This post is related to an issue close to my heart. As an entrepreneur who is on his second employee-owned company, I find the evolution of corporate governance, etc. to be a bizarre mix of raw capitalism and the strange affectation of American's to written law (in this case the idea that corporate Boards are responsibility only to stockholders, etc.). I met a very interesting person at the Artificial Economics conference and Spain and after some sangria-lubricated conversations my new friend (Gilbert Peffer from U. of Barcelona) sent the following link to me.
http://www.demos.co.uk/publications/reinventing-the-firm written by William Davies.
The book is free for pdf download. To quote from the introduction -
"The economic crisis that peaked with the banking meltdown of autumn 2008 has been accompanied by some striking renunciations of faith. In October of that year, Alan Greenspan, former Chairman of the US Federal Reserve, declared that ‘the whole intellectual edifice’ on which financial regulation had
rested had collapsed, meaning that he had been ‘partially wrong’ in his policy decisions.1 The following March, Jack Welch, the former CEO of General Electric and poster child of the ‘shareholder value’ movement, admitted that ‘shareholder value is the dumbest idea in the world’.
Greenspan’s confession made greater headlines, but Welch’s was no less significant. The shareholder value creed – the belief that a company’s primary purpose is to maximise its value for the benefit of external shareholders – was as much a part of the neoliberal ‘intellectual edifice’ as Greenspan’s belief that financial markets are self-correcting. The creed, embodied by Welch and articulated in Alfred Rappaport’s 1986 book Creating Shareholder Value, derived from a very limited understanding of what a firm is. At its heart, the shareholder value philosophy presented firms as comparable to any other economic object that could be owned, traded, invested in and profited from. From this perspective, the price of a firm’s stock was the best and most complete representation of its true value, and satisfying shareholder interests was the overriding goal of management.
This perspective blankly ignores a number of critical aspects of how firms work and succeed."
Davies looks at alternative ways to understand ownership and responsibility, with particular emphasis on the role of employee ownership in Britain. Davies argues that pluralistic ownership concepts are much more suitable for modern needs and in particular for modern corporations where value is mostly intangible, such as people, operational concepts, culture, etc. So far a very interesting read (I haven't completed it yet) and certainly something that needs discussion as we evolve our understanding of what it means to be a corporation.

==*==

§ Given task 1
In the records, switch "wooden" to "timber" from the line with "Task: localize overcast" up to and including the line with "[545,493,722,575]". Write those lines out again with nothing else altered.

(Items from a labeling collection)
==*==

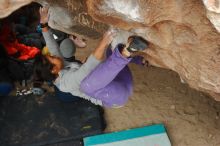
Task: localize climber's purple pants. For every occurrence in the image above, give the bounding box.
[80,48,133,107]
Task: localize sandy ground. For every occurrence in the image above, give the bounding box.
[77,40,220,146]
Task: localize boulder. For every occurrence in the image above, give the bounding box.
[0,0,220,100]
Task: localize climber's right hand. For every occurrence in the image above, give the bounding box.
[39,7,49,24]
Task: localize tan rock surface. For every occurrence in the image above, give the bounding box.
[87,0,220,100]
[0,0,220,100]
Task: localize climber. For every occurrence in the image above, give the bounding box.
[34,8,148,107]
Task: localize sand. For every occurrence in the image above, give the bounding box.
[77,40,220,146]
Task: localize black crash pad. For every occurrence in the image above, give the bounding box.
[0,94,105,146]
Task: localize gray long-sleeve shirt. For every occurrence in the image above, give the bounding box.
[43,30,102,105]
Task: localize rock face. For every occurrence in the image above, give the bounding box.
[203,0,220,32]
[0,0,220,100]
[87,0,220,100]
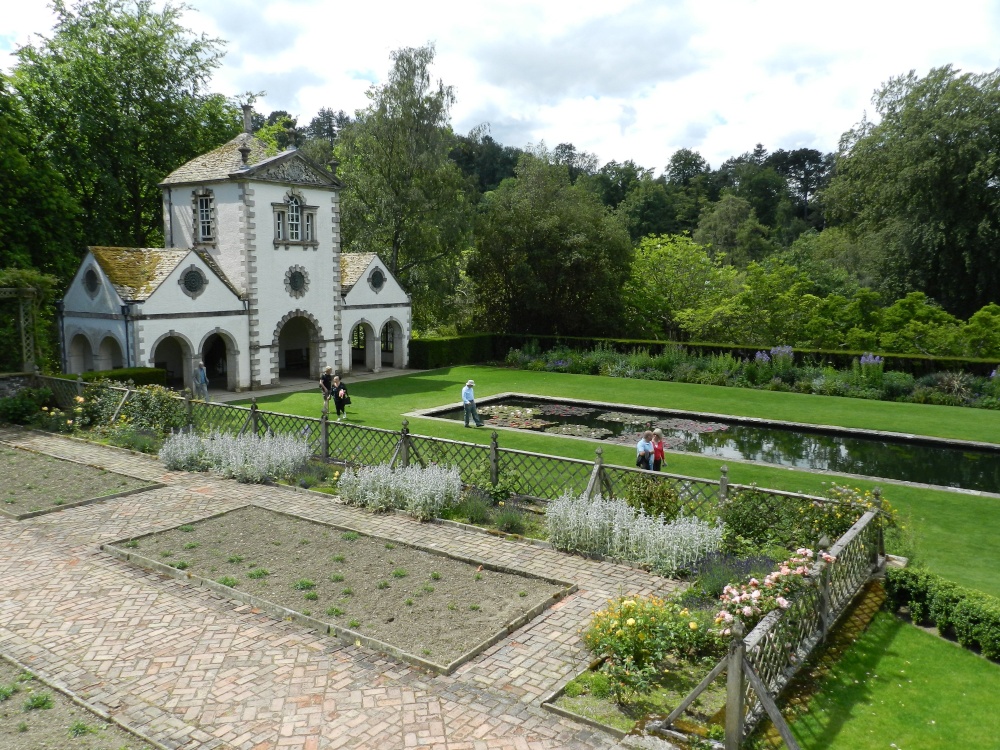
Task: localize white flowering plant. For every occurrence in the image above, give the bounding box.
[160,432,312,484]
[339,464,462,521]
[545,493,723,575]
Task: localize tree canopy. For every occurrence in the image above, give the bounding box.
[10,0,240,253]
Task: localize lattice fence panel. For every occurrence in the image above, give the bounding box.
[38,375,78,409]
[827,511,882,613]
[190,401,250,435]
[410,435,490,483]
[498,449,594,500]
[330,422,400,466]
[604,466,722,522]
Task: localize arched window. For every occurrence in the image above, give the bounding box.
[288,195,302,242]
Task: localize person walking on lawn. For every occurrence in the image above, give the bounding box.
[333,375,351,422]
[462,380,483,427]
[319,367,333,414]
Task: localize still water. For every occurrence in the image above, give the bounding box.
[434,397,1000,492]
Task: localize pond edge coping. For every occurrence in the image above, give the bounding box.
[0,482,166,521]
[403,391,1000,452]
[0,651,172,750]
[100,503,579,675]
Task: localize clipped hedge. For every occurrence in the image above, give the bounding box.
[885,568,1000,661]
[410,333,997,377]
[55,367,167,386]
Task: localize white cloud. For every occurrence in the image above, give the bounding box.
[0,0,1000,171]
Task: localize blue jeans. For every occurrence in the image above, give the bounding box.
[465,401,483,427]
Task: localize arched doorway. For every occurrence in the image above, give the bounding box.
[278,315,319,378]
[351,321,381,370]
[151,336,193,388]
[381,320,406,367]
[68,333,94,374]
[201,330,239,391]
[95,336,124,370]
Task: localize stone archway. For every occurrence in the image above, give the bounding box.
[68,333,94,375]
[150,331,194,388]
[271,310,323,382]
[379,318,406,368]
[350,320,381,371]
[94,336,125,370]
[199,328,240,391]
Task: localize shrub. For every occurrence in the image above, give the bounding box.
[545,492,722,575]
[885,568,1000,660]
[583,596,721,703]
[339,464,462,521]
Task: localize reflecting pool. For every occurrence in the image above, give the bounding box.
[428,396,1000,492]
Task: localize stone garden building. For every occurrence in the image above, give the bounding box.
[60,116,410,390]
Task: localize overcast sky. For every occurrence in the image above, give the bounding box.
[0,0,1000,174]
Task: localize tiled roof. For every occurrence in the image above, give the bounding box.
[87,247,191,300]
[340,253,376,293]
[160,133,268,185]
[194,250,243,298]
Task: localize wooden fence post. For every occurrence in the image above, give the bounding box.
[399,419,410,469]
[319,411,330,463]
[726,619,747,750]
[490,430,500,487]
[587,448,604,500]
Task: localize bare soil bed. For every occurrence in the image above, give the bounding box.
[115,506,567,664]
[0,659,153,750]
[0,446,153,517]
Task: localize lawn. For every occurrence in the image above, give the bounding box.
[792,612,1000,750]
[238,367,1000,596]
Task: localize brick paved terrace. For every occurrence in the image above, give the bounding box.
[0,430,676,750]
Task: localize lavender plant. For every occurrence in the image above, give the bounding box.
[545,493,722,575]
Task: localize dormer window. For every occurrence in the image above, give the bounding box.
[288,197,302,242]
[271,192,317,245]
[192,190,215,245]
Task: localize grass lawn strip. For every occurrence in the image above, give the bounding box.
[0,445,159,520]
[0,658,163,750]
[791,612,1000,750]
[236,367,1000,596]
[105,506,575,672]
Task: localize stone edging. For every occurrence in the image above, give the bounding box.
[0,482,166,521]
[0,652,171,750]
[100,505,579,675]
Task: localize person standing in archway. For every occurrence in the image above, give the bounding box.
[333,375,351,422]
[194,360,208,401]
[462,380,483,427]
[319,366,333,414]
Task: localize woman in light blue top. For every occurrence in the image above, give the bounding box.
[635,430,653,469]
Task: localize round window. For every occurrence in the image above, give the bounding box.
[83,268,101,294]
[184,271,205,294]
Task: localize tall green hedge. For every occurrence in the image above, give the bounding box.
[885,568,1000,660]
[410,333,997,377]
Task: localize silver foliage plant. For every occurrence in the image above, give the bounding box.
[160,432,312,484]
[545,492,723,575]
[338,464,462,521]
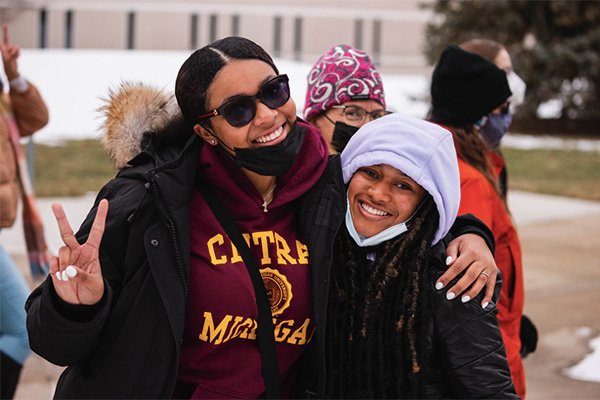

==*==

§ Given task 2
Print the passage of the post on corporate ownership from "This post is" up to and including "link to me.", word for word.

§ Written answer 1
Task: localize overcast sky. For every occurrence in the image above, give the bounding box.
[0,0,1000,174]
Task: localize tiled roof. For every occurrence in the image above, give the bounding box.
[87,247,191,300]
[340,253,376,293]
[160,133,268,185]
[194,250,243,298]
Task: localize timber fence post. For every occurrence in the image above, give the bounding box.
[399,419,410,469]
[319,411,330,463]
[726,619,747,750]
[490,430,500,487]
[587,448,604,500]
Task: localize bare soil bed. For every occurrence in the image above, give the bounding box.
[115,506,567,664]
[0,659,153,750]
[0,446,153,517]
Task: localize lawn. For every occurrence in the image above, give the bounding box.
[792,612,1000,750]
[238,367,1000,596]
Task: localize brick paved terrace. For every occurrence in the image above, give the bounding box.
[0,430,676,750]
Task: localize lavender plant. For every occurrence in the image above, give the bounding box.
[545,493,722,575]

§ Written answer 2
This post is related to an issue close to my heart. As an entrepreneur who is on his second employee-owned company, I find the evolution of corporate governance, etc. to be a bizarre mix of raw capitalism and the strange affectation of American's to written law (in this case the idea that corporate Boards are responsibility only to stockholders, etc.). I met a very interesting person at the Artificial Economics conference and Spain and after some sangria-lubricated conversations my new friend (Gilbert Peffer from U. of Barcelona) sent the following link to me.